◆ **WHAT IS EXPECTED**
Your task is to extract the lines from the one holding "the white sky." through the end of the material. Set them down exactly and add nothing.

BEGIN

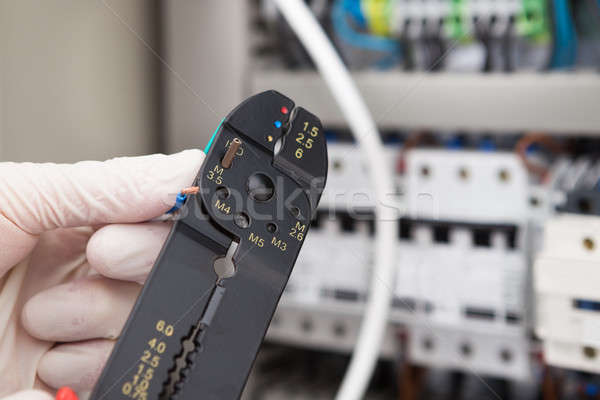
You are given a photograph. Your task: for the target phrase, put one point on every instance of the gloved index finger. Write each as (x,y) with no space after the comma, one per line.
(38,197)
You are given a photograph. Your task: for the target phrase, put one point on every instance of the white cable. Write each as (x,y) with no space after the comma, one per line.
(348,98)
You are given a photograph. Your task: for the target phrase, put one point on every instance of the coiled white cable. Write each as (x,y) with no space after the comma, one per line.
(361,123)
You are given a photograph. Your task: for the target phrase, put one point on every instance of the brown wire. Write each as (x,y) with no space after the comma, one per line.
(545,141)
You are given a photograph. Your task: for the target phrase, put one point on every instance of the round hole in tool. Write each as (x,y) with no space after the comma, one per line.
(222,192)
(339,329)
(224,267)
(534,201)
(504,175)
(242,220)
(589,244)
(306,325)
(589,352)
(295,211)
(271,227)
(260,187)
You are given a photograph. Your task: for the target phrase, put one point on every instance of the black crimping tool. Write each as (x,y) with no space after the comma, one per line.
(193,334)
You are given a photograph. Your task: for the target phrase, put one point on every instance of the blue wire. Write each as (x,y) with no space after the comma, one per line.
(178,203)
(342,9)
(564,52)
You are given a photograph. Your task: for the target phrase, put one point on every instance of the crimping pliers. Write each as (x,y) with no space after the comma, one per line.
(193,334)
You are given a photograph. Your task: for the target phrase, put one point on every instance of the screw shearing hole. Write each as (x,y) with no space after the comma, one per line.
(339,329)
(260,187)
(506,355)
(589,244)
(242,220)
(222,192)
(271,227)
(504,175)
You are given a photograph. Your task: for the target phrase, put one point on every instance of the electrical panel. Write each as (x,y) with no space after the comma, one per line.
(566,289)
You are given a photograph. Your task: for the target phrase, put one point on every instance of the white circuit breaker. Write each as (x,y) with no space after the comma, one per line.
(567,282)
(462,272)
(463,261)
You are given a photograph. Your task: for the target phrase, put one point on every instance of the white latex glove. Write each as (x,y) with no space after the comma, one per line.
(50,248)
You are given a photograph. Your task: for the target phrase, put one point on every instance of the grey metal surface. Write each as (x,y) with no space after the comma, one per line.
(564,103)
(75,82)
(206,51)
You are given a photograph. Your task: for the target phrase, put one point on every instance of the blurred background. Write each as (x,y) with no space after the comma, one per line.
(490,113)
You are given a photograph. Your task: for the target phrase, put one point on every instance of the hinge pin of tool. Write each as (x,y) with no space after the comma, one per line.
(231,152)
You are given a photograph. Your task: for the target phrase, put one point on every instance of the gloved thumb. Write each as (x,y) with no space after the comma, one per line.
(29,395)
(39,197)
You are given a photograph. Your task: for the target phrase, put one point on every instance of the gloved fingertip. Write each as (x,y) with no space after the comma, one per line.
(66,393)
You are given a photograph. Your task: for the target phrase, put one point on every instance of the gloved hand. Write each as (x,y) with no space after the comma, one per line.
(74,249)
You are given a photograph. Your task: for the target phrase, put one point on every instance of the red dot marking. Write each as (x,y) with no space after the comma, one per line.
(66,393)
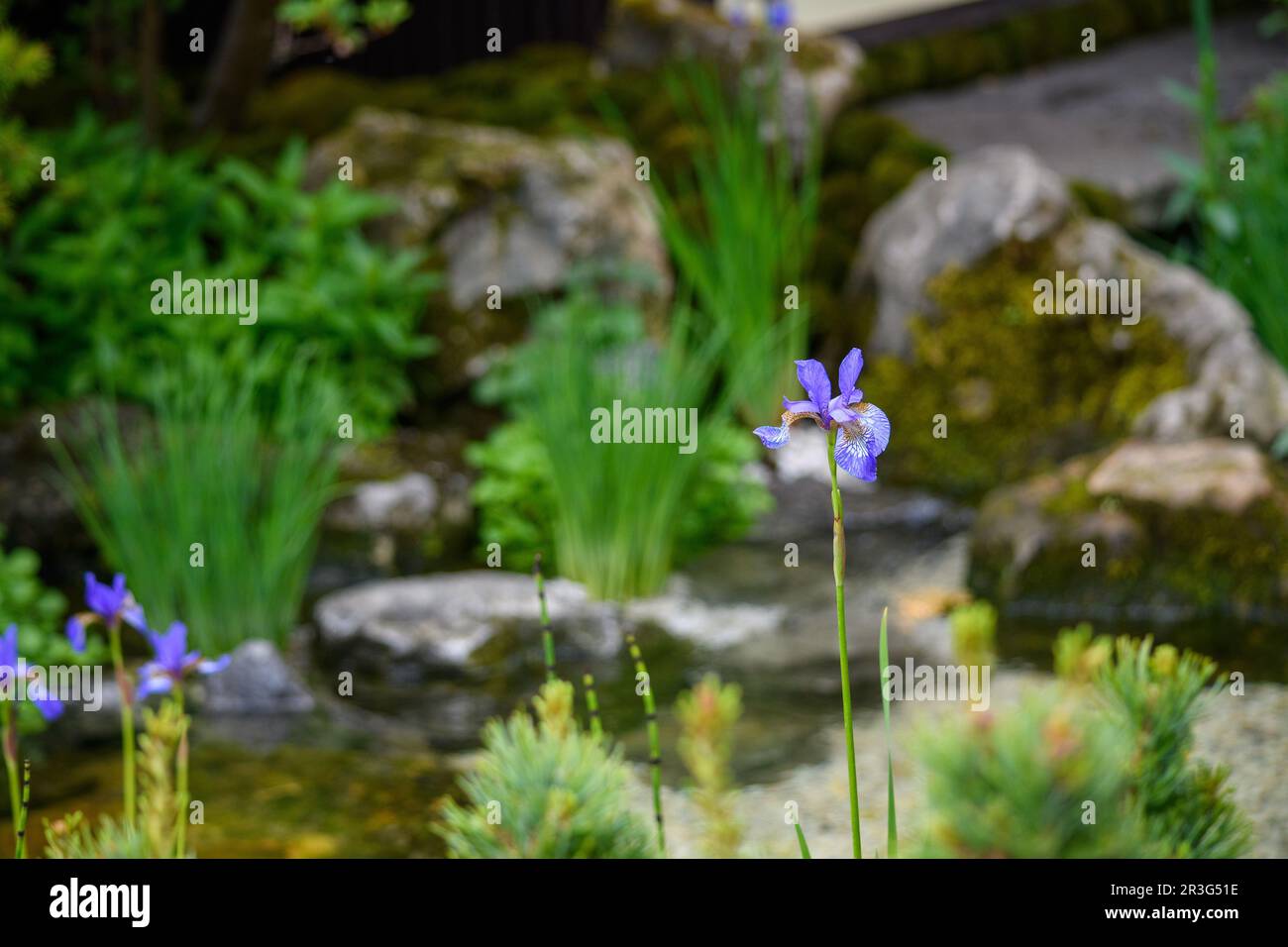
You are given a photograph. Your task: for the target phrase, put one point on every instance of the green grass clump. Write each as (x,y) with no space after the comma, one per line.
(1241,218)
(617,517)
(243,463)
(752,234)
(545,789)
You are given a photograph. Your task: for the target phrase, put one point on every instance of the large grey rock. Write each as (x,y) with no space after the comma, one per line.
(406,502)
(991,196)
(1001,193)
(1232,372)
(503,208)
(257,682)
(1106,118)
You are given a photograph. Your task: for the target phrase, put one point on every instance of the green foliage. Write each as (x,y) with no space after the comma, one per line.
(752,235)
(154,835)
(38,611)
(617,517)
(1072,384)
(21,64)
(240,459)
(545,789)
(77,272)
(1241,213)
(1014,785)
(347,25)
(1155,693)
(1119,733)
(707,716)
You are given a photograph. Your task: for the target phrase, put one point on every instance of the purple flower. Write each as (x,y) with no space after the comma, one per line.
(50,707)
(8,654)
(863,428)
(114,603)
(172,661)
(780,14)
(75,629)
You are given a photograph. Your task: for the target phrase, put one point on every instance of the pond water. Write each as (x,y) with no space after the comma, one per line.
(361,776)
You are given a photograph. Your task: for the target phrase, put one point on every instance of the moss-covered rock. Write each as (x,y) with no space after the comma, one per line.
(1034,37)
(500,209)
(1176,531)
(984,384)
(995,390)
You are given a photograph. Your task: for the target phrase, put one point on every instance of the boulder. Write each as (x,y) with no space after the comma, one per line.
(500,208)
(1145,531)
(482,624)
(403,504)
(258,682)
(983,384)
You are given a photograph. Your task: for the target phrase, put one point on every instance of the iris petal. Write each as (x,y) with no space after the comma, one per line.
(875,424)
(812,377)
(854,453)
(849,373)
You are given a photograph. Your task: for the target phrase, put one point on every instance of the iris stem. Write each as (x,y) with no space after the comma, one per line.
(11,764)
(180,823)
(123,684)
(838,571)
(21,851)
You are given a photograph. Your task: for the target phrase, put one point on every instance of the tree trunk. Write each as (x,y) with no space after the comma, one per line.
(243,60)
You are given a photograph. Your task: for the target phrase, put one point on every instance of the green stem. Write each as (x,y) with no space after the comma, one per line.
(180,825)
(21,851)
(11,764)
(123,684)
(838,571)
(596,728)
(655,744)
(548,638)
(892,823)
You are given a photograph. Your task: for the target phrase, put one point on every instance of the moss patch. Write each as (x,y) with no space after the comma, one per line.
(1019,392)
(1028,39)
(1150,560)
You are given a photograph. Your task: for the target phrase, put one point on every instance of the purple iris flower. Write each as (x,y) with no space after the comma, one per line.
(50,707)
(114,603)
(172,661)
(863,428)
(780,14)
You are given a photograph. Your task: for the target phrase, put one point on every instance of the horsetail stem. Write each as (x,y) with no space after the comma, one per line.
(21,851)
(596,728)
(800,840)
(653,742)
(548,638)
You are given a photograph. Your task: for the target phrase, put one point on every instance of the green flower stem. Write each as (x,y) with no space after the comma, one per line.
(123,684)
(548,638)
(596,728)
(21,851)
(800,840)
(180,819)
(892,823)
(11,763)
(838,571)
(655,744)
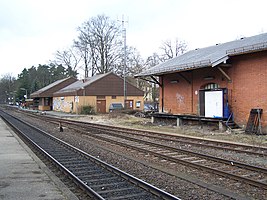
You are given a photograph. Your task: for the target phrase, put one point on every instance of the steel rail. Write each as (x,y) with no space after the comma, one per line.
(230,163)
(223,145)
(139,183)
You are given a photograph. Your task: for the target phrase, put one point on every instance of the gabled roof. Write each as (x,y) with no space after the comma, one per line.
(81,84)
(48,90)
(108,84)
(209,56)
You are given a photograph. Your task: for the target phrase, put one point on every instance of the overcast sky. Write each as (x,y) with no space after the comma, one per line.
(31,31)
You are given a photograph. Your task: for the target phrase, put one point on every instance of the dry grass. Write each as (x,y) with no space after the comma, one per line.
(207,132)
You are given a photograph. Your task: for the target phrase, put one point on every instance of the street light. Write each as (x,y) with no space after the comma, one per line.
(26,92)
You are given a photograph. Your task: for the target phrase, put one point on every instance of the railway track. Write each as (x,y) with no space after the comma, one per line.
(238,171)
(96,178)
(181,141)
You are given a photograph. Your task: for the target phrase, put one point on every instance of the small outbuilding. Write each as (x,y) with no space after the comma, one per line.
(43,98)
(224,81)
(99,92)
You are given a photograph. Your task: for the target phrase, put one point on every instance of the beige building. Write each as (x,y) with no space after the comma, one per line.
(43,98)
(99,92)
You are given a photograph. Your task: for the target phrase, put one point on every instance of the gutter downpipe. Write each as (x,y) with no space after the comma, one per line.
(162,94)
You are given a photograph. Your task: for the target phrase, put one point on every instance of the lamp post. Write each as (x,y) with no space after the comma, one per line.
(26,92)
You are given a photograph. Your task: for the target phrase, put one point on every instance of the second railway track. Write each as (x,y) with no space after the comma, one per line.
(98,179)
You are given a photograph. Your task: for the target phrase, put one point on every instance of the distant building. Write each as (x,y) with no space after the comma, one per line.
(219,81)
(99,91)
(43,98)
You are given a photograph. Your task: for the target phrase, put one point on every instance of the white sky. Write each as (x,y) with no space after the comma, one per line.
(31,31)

END

◆ **EXERCISE RESULT**
You are given a photograph. Your task: for the target phrase, put one point on every instance of the white sky. Write each as (x,y) with no space after the comma, one per line.
(31,31)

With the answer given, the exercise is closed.